Prompt:
Filter the records below, keeping only lines with the string "every".

[Exercise materials — start]

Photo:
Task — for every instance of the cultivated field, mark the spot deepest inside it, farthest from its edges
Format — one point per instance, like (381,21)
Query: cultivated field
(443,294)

[Exercise materials — finish]
[Exercise materials — start]

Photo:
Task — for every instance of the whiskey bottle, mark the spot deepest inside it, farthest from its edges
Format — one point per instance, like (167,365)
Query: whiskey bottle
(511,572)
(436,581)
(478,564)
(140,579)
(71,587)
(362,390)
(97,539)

[Exercise materials — finish]
[Exercise materials — start]

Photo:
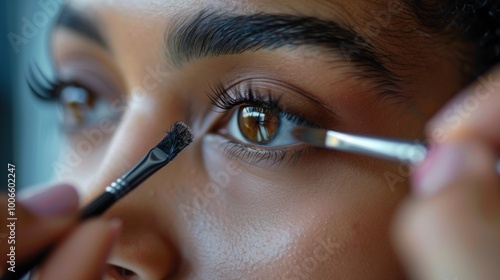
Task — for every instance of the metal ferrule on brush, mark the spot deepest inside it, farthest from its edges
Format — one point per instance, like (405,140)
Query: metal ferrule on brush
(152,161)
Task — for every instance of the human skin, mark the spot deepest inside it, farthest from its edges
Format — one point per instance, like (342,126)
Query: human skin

[Exercise materials — finish]

Exercise response:
Task — for every instance of the cultivated field, mark the spot deepest inside it, farthest from its edges
Task — for every instance of the whiskey bottle, mark the spot deepest inside it, farthest from its edges
Task — for every instance of the metal ferrule on brush, mark the spot deepest inside it, farthest from its edges
Task — for every instance of the human skin, mark the spot deepest inside it, farthest from its edges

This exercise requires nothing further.